Data items
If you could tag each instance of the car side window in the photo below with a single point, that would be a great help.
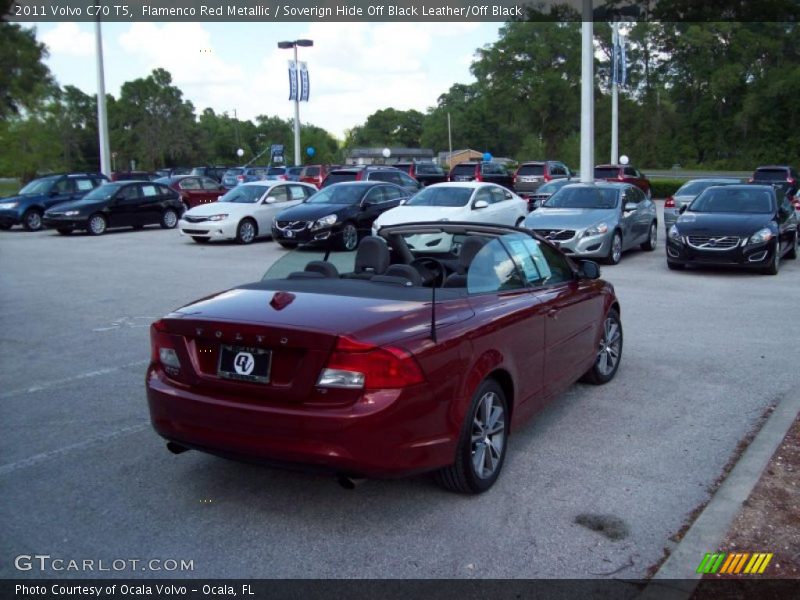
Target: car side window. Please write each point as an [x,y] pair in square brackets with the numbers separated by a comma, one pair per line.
[129,194]
[190,183]
[493,270]
[279,193]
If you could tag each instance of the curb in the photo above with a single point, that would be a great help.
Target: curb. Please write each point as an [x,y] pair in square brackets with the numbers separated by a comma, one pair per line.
[677,577]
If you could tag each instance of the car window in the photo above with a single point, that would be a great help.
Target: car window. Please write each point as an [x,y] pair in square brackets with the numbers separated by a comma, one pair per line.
[129,193]
[298,192]
[83,185]
[498,195]
[485,194]
[493,270]
[191,183]
[279,193]
[149,190]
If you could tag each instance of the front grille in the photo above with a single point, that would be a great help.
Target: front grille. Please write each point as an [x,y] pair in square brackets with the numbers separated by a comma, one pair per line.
[559,235]
[710,242]
[293,225]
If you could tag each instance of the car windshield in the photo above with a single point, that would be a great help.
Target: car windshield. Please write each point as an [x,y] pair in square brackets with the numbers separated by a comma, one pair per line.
[553,186]
[339,194]
[104,192]
[531,170]
[39,186]
[442,196]
[583,197]
[693,188]
[733,200]
[244,194]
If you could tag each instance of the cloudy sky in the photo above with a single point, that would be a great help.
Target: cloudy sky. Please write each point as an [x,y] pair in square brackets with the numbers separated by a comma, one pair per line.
[355,68]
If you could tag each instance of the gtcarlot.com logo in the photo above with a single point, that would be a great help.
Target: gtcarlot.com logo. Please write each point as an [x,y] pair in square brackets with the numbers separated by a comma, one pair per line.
[45,562]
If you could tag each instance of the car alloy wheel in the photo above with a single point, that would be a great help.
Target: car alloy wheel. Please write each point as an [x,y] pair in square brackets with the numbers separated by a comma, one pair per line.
[32,220]
[609,352]
[349,237]
[97,225]
[169,219]
[488,435]
[246,232]
[482,443]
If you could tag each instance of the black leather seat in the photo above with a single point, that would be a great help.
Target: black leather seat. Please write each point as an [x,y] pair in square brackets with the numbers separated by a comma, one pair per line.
[372,258]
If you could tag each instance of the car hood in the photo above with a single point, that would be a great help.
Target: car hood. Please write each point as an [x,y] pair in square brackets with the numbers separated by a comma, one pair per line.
[309,212]
[721,223]
[415,214]
[363,318]
[569,218]
[216,208]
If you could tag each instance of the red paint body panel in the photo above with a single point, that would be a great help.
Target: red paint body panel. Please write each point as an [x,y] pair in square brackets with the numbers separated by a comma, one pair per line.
[541,340]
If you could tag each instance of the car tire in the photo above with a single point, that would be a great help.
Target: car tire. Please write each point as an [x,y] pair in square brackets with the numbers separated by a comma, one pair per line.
[32,220]
[463,476]
[609,354]
[652,238]
[97,224]
[614,250]
[349,237]
[169,219]
[792,254]
[775,264]
[673,266]
[246,231]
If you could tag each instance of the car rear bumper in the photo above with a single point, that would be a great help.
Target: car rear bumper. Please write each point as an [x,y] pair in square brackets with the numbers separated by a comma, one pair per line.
[385,433]
[755,256]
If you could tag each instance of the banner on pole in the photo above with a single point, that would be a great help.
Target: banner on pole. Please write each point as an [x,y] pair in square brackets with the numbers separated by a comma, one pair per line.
[304,83]
[292,80]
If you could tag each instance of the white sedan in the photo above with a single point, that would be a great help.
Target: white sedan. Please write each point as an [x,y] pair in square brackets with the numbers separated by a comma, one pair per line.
[244,213]
[471,201]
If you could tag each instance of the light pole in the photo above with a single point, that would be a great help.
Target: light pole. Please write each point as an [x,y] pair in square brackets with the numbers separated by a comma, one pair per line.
[285,46]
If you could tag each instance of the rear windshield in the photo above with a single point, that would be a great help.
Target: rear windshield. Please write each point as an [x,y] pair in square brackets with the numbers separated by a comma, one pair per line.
[339,176]
[770,175]
[441,196]
[531,170]
[464,170]
[583,197]
[606,173]
[733,200]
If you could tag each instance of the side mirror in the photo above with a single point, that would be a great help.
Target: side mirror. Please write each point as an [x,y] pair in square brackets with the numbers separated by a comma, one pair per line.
[588,269]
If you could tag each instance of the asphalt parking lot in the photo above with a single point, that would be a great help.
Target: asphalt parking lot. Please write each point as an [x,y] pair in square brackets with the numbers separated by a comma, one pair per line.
[85,477]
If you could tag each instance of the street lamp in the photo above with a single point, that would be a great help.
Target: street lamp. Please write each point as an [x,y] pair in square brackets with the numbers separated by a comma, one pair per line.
[285,46]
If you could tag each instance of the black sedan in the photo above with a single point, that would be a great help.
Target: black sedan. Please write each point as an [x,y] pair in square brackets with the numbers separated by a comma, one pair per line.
[739,225]
[121,204]
[341,211]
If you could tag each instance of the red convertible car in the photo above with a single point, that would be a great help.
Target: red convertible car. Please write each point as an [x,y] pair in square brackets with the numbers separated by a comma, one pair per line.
[421,351]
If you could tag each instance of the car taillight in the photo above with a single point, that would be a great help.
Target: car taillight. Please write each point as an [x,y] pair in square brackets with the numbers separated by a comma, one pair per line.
[163,349]
[356,365]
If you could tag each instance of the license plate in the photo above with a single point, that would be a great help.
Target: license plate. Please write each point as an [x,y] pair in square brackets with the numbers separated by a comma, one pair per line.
[244,364]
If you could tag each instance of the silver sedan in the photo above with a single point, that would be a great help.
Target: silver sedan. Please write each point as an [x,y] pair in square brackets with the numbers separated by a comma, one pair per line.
[597,220]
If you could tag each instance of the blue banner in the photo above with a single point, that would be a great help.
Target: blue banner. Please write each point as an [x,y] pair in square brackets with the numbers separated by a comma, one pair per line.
[292,80]
[304,83]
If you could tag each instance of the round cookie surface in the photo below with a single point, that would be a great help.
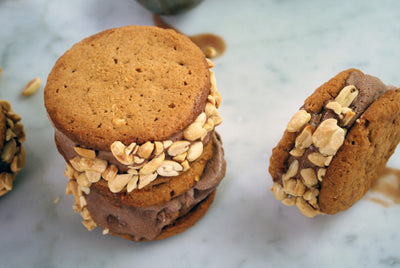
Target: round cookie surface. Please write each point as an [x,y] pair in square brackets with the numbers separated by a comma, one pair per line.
[108,88]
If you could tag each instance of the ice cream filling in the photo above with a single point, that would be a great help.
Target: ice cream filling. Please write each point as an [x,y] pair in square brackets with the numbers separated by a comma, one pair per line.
[327,130]
[146,223]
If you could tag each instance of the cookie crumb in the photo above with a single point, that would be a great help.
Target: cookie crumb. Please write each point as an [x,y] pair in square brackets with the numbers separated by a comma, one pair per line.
[57,200]
[31,87]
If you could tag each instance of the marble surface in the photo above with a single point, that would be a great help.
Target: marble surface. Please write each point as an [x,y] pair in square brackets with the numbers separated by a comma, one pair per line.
[278,52]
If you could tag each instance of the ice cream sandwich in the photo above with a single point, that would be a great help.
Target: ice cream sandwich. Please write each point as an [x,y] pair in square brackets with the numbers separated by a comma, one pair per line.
[336,145]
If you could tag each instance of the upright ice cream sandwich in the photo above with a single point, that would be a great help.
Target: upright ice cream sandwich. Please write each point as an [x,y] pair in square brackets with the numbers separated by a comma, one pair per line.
[134,111]
[336,145]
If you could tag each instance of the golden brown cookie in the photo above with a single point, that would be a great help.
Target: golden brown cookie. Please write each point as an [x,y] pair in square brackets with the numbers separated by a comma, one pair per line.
[336,144]
[134,110]
[12,136]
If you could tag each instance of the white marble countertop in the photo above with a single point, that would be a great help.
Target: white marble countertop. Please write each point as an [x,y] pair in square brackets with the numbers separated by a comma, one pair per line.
[278,52]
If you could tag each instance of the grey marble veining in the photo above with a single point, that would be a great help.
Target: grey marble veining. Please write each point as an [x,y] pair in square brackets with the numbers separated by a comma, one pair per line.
[278,52]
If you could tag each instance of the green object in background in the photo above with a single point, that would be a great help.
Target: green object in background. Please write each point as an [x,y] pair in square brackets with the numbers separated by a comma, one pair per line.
[169,7]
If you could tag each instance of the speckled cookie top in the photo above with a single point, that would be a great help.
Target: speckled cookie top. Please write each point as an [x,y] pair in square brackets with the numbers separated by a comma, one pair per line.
[131,84]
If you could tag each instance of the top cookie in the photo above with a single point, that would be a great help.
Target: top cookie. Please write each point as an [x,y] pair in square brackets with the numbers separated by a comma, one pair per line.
[129,84]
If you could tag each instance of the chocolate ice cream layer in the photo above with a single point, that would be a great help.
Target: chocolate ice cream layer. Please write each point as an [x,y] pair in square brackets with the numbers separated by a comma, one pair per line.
[146,223]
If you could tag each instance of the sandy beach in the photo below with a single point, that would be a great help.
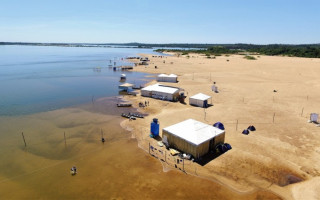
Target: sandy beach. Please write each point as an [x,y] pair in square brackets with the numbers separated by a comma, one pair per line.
[280,158]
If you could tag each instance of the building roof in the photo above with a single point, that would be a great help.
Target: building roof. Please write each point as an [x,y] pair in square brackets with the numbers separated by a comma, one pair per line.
[201,96]
[161,88]
[126,85]
[193,131]
[165,75]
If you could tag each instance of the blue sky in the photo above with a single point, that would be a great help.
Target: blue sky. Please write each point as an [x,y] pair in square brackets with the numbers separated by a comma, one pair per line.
[161,21]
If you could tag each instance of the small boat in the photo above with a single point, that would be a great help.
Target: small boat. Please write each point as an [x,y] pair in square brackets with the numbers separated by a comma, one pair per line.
[137,115]
[124,104]
[123,77]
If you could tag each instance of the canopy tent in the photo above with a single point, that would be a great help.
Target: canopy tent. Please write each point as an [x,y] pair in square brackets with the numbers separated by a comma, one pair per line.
[200,100]
[314,117]
[126,86]
[219,125]
[193,137]
[167,78]
[161,92]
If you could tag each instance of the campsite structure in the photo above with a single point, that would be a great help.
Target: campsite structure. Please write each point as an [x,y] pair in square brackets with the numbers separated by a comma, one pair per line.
[167,78]
[193,137]
[162,92]
[126,87]
[200,100]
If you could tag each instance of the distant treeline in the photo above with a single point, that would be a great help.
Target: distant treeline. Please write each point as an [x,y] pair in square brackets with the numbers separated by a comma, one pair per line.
[309,51]
[302,50]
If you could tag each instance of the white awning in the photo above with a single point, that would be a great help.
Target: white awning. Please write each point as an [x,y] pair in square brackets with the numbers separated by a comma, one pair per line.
[126,85]
[161,88]
[201,97]
[194,131]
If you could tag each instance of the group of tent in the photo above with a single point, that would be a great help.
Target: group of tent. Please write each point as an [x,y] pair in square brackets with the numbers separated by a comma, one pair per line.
[247,131]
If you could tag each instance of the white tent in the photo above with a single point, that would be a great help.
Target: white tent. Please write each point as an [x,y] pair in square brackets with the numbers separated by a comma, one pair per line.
[314,117]
[214,88]
[161,92]
[167,78]
[126,86]
[193,137]
[200,100]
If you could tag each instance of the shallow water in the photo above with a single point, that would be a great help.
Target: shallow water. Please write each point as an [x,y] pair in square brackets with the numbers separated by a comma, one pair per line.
[42,78]
[46,99]
[117,169]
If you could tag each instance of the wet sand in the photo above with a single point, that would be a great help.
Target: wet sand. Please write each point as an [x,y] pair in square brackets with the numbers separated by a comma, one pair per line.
[117,169]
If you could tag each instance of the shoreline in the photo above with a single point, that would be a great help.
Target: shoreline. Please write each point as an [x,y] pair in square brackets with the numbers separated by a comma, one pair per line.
[185,74]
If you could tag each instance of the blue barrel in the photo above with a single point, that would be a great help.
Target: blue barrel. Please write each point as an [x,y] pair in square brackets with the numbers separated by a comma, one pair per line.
[155,127]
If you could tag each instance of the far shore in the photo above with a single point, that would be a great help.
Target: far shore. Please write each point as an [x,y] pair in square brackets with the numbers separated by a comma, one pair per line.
[275,94]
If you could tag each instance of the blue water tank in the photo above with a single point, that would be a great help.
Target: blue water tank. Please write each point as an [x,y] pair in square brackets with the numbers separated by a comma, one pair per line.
[155,127]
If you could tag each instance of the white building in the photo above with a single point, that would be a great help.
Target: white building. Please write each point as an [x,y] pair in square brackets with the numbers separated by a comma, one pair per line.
[193,137]
[161,92]
[200,100]
[167,78]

[Task details]
Your answer should consist only of the lines from the one with "If you could tag each instance of the blue barrel" through the end of the data above, reproduced exactly.

[Output]
If you could tag each instance of the blue barrel in the photo above with a single point, that would be a great help.
Target: blue barrel. Please write each point as an [x,y] pair in square brackets with the numbers separated by a comma, one pair per line.
[155,127]
If you could tag each instance of the far shore in the photo above with a single point, that would be a great help.
Target: far shore. Please write each point as an [x,y] pair in square brackets with the numbers separated by a comma, one pair per line.
[275,94]
If you could tag each instance of the blue water tank in the photo above with a single point, that would be a great help.
Target: blue water tank. Please write each point as an [x,y] pair in square brackets with the numbers separated by a comma, one pair per line.
[155,127]
If you could tag each instance of the white building in the photo above with a single point, that would be a great help.
Target: white building. Please write each point as an [x,y] pair in square brackets with the numbers separated by a comma, one pair per line.
[193,137]
[161,92]
[200,100]
[167,78]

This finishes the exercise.